Description of the task
Wherever the string "blazer" appears in the records, return the line that holds it.

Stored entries
------------------------------------

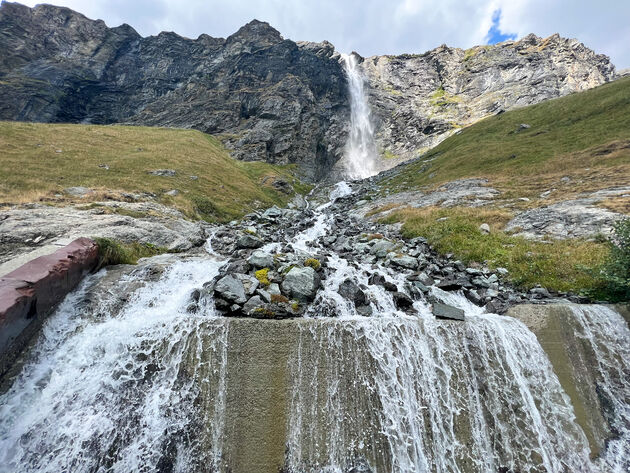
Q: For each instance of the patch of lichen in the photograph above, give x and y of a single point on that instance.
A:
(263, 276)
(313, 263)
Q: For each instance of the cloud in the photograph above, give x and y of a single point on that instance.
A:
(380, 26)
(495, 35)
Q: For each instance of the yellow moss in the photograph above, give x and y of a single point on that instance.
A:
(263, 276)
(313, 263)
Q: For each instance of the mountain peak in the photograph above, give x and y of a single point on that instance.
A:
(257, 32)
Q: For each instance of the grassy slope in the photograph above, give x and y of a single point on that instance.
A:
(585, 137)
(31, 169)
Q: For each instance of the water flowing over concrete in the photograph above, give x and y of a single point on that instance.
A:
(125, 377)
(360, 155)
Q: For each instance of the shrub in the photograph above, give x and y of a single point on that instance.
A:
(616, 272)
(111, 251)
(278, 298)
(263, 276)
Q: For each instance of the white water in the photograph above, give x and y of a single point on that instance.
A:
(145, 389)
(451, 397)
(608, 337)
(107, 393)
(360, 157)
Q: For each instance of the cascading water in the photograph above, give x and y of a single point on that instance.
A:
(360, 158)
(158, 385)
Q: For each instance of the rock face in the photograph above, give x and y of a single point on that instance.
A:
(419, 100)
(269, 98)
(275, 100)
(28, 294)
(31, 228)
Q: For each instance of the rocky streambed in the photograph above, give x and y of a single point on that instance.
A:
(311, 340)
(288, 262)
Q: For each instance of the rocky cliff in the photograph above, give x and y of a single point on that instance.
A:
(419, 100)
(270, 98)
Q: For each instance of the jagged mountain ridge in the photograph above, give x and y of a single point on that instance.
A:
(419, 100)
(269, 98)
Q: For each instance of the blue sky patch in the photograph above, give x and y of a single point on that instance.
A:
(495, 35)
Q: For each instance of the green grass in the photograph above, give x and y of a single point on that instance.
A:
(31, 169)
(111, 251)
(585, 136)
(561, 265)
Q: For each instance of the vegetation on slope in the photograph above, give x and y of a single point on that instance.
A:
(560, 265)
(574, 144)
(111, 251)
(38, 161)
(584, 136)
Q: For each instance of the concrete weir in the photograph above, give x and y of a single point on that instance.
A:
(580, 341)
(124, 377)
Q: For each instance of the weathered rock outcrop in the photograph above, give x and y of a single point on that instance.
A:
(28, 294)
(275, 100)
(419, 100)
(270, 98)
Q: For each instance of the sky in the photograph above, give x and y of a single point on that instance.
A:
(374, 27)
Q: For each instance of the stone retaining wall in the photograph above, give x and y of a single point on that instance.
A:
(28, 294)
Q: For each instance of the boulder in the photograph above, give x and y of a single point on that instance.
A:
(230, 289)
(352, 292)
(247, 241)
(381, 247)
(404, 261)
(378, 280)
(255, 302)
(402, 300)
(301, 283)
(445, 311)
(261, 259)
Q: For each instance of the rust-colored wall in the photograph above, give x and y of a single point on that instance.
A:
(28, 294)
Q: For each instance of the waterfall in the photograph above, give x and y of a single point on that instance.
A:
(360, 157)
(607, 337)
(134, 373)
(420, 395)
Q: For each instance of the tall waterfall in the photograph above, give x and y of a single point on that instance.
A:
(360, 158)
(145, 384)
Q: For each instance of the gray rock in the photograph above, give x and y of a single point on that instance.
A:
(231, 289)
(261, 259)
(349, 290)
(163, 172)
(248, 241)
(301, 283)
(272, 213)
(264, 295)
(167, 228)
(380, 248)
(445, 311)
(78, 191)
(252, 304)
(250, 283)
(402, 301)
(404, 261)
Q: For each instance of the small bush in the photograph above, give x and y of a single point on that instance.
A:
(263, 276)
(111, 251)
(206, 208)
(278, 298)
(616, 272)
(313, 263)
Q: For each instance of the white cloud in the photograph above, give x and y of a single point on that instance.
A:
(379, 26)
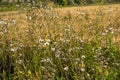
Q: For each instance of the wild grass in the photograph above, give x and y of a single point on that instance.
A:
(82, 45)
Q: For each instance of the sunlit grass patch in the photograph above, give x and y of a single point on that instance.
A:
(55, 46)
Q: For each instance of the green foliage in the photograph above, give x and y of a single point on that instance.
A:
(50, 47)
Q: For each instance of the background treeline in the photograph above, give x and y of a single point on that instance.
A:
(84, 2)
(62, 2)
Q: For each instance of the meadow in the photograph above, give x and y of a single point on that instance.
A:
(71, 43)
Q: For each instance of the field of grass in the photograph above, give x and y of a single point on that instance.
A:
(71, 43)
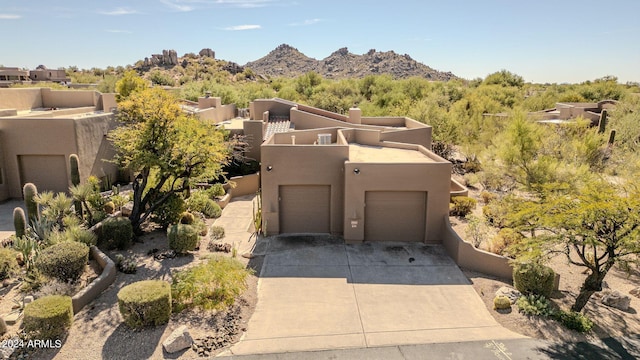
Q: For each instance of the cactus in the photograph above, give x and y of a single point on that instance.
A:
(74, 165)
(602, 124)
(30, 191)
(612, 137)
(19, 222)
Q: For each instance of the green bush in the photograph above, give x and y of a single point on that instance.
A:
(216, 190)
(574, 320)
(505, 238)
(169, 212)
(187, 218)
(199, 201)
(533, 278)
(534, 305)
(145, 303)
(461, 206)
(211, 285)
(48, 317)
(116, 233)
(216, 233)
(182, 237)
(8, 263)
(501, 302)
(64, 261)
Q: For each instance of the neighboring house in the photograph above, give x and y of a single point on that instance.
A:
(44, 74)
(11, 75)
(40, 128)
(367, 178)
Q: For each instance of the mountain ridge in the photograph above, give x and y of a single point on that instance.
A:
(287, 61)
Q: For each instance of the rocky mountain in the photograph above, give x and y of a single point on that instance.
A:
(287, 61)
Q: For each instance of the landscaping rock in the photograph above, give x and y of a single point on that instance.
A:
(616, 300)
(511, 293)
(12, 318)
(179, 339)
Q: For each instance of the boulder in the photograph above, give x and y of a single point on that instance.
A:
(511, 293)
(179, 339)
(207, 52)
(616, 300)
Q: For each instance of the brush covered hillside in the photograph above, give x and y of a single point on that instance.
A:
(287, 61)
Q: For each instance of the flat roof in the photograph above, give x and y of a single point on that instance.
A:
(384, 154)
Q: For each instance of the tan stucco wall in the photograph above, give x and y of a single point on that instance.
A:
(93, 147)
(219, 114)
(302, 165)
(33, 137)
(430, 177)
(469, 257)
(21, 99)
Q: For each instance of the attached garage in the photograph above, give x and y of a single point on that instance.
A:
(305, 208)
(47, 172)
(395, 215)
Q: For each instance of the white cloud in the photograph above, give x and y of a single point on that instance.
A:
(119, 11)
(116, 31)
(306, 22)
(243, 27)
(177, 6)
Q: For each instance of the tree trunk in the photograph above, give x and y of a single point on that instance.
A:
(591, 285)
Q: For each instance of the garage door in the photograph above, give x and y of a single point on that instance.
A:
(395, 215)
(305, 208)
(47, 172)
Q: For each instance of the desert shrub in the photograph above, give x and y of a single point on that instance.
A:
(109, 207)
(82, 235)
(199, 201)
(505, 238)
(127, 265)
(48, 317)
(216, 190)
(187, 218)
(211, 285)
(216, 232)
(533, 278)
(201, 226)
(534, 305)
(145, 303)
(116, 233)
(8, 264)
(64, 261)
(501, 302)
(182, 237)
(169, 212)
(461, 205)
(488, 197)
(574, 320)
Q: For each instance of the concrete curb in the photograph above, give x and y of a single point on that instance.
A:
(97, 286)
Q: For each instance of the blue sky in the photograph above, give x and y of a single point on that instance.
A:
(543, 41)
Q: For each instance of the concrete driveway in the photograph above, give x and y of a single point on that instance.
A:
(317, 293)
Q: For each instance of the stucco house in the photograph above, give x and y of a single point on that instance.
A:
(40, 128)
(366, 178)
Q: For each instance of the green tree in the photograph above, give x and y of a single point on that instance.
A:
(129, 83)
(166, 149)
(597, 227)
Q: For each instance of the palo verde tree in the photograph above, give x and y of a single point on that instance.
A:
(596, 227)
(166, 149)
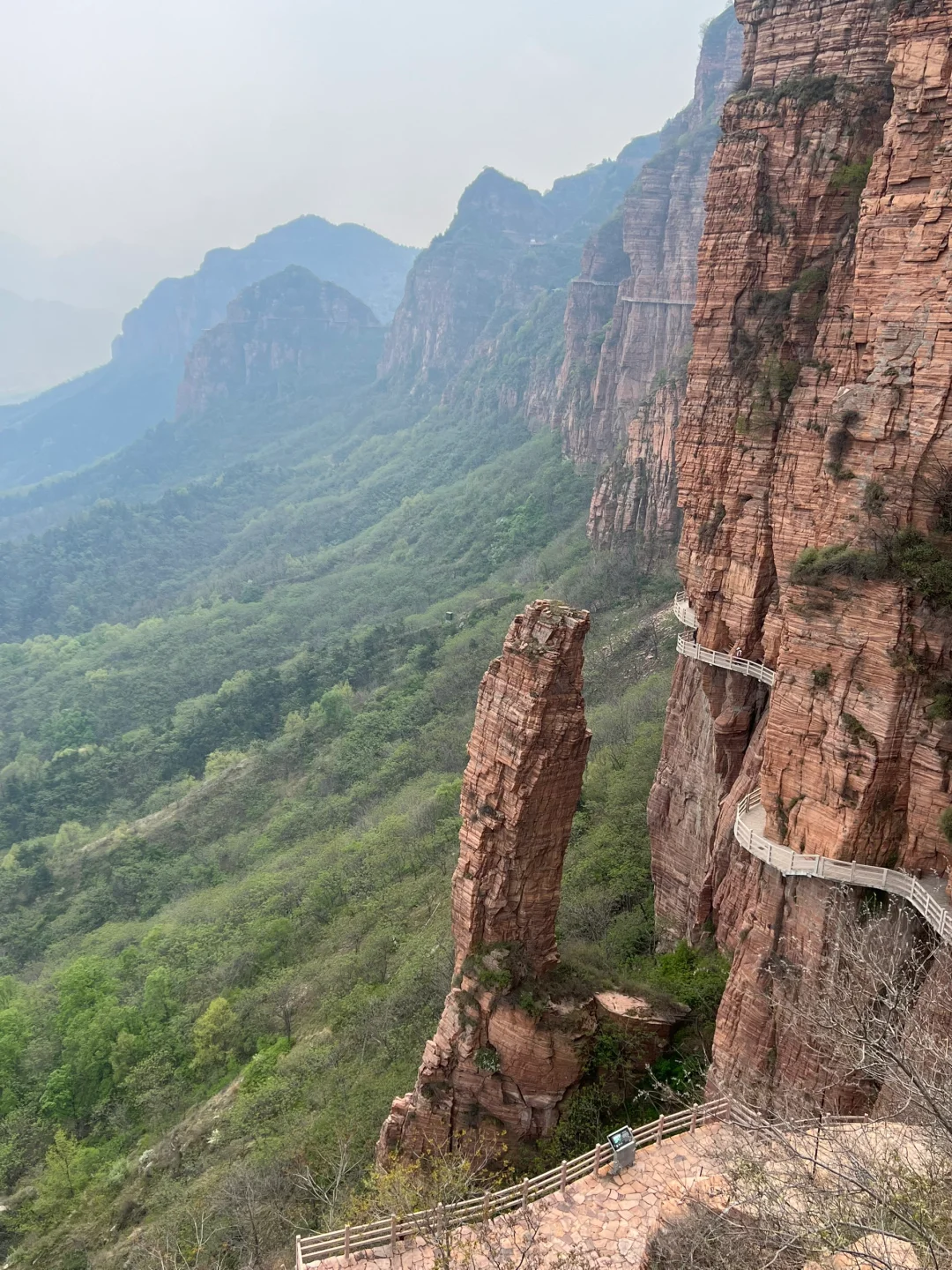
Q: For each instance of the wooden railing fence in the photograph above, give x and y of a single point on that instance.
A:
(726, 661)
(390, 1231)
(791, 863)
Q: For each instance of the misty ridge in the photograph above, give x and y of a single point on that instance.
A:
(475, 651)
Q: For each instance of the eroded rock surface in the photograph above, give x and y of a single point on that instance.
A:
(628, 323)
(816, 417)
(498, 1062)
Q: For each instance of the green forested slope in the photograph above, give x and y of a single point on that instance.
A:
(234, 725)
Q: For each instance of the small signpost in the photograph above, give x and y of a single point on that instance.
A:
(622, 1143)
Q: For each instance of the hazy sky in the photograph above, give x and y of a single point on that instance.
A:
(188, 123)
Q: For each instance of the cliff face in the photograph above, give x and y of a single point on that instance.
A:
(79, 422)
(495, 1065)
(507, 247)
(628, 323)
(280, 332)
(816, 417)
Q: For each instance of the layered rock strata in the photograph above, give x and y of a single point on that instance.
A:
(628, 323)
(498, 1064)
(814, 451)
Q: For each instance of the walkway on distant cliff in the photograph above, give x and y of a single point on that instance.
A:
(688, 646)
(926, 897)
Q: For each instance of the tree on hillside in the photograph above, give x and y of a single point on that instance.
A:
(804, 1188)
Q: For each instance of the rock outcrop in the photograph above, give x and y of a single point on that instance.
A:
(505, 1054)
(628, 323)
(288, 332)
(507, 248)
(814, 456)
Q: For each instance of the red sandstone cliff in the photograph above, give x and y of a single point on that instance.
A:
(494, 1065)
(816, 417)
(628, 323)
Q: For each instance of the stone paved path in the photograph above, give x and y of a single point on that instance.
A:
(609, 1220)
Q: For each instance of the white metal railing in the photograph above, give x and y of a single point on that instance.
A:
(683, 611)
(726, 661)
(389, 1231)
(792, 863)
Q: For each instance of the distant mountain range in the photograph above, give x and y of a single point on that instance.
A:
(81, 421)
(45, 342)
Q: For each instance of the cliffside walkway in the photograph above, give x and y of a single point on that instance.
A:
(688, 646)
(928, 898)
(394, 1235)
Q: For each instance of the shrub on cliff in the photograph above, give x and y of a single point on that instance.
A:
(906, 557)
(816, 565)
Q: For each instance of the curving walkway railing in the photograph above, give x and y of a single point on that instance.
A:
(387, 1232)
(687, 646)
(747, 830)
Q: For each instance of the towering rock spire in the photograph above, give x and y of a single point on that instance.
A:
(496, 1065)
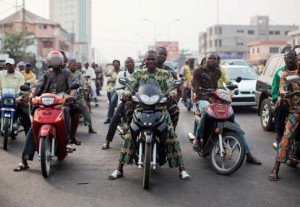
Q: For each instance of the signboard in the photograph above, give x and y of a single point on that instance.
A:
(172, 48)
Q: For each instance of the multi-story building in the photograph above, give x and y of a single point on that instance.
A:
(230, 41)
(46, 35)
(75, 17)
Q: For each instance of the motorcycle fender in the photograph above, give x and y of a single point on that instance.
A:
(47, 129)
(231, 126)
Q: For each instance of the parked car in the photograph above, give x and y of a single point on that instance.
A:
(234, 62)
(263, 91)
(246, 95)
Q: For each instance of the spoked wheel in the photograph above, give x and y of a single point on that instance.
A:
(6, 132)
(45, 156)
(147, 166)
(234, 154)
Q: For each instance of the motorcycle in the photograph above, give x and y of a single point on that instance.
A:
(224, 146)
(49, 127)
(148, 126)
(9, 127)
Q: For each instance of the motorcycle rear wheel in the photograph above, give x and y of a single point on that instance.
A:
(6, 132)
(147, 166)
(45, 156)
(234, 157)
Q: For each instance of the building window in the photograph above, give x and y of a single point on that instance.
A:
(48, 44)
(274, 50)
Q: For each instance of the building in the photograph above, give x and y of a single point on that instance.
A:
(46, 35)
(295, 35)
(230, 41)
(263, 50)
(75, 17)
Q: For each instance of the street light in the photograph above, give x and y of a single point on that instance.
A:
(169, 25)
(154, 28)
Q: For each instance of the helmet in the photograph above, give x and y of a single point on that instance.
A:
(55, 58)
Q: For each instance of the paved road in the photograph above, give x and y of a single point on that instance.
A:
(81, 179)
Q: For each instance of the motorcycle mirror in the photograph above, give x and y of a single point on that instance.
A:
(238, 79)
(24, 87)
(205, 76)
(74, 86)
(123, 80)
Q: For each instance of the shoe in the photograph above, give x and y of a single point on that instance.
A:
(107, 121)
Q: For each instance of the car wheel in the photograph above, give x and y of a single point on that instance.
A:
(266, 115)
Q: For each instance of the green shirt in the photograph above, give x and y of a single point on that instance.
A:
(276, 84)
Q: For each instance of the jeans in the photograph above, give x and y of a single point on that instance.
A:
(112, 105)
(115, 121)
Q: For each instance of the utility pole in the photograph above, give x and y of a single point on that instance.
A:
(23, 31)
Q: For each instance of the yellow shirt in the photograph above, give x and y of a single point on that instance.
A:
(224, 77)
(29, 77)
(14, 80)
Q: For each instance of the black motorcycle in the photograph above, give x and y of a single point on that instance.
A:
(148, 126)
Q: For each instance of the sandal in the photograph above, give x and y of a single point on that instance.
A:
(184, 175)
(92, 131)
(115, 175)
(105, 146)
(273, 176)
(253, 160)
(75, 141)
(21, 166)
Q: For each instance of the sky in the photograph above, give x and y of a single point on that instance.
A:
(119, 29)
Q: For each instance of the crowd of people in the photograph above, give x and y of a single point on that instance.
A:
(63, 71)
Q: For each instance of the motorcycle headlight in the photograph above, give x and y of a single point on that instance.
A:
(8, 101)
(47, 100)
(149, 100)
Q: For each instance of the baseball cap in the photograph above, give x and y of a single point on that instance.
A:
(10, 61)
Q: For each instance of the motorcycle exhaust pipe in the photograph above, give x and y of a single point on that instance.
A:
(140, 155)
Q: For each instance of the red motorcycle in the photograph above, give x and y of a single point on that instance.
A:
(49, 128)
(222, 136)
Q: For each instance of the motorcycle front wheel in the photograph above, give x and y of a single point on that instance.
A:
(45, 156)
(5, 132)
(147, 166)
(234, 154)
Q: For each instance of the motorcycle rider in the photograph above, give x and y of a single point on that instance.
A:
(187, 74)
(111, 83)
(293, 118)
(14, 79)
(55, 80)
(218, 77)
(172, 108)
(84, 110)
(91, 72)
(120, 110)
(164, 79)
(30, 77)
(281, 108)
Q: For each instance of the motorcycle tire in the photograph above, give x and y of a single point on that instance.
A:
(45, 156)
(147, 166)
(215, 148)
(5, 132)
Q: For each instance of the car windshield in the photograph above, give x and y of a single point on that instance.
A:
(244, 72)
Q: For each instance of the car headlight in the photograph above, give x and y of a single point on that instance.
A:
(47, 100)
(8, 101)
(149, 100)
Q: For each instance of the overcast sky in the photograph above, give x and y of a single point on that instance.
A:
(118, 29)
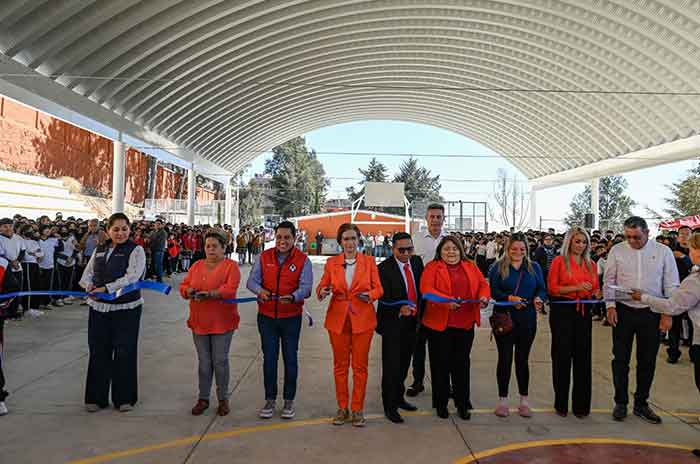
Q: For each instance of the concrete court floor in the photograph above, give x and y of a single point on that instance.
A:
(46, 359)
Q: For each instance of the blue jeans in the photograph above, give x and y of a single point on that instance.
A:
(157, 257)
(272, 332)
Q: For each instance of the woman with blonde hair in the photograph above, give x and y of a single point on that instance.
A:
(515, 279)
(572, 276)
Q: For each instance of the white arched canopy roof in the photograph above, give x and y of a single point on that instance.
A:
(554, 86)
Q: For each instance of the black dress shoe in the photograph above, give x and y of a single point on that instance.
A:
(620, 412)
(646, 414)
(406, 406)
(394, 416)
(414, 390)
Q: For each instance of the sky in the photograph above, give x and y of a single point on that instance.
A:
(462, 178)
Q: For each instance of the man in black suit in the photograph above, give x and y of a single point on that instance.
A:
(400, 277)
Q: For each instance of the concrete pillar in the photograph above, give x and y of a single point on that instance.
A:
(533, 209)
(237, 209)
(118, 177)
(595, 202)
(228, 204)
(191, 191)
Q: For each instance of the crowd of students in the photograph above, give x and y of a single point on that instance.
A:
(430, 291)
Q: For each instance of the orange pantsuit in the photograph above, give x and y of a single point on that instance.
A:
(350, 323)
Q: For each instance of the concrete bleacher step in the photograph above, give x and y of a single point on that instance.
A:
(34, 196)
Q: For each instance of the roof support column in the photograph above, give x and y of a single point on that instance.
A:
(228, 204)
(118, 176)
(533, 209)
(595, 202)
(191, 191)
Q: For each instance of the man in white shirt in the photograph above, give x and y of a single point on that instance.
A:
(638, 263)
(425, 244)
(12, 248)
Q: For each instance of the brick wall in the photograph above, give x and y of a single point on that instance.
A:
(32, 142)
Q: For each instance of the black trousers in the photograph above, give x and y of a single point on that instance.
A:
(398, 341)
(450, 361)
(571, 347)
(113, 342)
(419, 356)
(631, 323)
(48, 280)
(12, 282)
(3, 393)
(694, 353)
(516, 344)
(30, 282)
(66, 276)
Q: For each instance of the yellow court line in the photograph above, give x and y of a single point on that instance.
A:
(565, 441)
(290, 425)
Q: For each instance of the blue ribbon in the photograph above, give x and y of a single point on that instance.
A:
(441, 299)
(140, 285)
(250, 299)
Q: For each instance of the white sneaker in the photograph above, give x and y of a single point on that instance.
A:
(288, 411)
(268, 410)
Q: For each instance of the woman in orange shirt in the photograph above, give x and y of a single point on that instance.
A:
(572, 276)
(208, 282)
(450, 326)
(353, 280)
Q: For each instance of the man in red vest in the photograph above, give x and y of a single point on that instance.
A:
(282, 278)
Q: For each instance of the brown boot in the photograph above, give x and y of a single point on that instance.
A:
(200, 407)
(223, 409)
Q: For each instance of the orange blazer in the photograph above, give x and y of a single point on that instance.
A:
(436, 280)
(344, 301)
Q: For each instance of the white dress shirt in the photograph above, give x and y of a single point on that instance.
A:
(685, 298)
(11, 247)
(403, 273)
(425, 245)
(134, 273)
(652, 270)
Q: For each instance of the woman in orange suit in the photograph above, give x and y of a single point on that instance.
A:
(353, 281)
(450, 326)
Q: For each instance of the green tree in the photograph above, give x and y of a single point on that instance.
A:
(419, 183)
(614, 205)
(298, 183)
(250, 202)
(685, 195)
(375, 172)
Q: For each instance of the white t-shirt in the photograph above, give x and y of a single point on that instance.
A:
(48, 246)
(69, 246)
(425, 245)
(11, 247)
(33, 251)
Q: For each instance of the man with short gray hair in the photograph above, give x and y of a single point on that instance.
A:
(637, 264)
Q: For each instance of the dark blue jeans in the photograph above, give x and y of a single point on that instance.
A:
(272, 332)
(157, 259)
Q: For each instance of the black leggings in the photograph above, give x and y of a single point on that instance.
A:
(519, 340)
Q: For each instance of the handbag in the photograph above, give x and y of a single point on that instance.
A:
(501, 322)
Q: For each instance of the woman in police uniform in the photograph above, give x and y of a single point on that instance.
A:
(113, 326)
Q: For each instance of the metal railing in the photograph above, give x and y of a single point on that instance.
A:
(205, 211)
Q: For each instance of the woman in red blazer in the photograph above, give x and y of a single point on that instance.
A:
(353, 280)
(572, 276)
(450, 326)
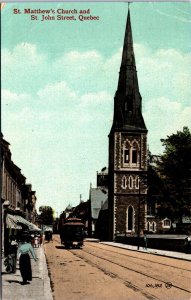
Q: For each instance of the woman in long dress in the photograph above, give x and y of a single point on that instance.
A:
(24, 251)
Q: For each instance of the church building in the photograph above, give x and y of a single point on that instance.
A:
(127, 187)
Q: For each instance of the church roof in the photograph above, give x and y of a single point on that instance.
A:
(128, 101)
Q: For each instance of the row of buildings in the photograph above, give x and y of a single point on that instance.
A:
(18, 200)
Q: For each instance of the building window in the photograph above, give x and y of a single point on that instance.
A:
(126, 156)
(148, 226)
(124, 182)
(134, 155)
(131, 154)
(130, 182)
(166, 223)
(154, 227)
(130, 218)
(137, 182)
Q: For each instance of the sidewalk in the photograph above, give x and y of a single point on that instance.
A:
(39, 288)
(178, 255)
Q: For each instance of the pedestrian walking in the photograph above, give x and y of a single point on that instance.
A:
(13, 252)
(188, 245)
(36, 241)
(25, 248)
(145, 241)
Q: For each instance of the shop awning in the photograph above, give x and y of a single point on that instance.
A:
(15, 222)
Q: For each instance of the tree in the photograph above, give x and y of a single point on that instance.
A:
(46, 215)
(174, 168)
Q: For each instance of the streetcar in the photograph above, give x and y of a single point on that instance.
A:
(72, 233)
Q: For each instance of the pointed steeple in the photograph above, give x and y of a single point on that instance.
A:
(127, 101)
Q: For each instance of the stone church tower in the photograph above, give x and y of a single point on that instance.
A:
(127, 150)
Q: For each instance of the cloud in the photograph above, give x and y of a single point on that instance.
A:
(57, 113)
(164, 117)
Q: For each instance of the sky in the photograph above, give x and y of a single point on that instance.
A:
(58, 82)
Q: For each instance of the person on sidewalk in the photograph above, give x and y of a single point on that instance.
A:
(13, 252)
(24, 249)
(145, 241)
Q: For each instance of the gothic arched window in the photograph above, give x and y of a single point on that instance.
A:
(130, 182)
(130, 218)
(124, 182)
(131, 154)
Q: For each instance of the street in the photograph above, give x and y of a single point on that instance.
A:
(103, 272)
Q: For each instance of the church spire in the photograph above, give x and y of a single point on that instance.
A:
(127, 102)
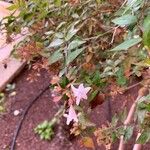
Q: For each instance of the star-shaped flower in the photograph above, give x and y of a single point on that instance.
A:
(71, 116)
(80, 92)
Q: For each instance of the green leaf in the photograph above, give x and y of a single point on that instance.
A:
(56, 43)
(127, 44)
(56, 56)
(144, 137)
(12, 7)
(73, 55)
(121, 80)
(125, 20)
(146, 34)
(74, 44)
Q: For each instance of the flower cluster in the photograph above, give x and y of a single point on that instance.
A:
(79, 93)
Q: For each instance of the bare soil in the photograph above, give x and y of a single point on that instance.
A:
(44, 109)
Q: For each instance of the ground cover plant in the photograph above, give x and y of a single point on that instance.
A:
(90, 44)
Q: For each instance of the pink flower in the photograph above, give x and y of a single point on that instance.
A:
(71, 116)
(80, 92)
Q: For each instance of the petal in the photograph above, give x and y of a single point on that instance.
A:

------------------------------------

Answer box
Q: For each instance of the orange blazer in the photograph above, give x and y of a single point on that instance.
Q: For each instance of the woman in red blazer in the photograph above, give x and y of a single point on that instance.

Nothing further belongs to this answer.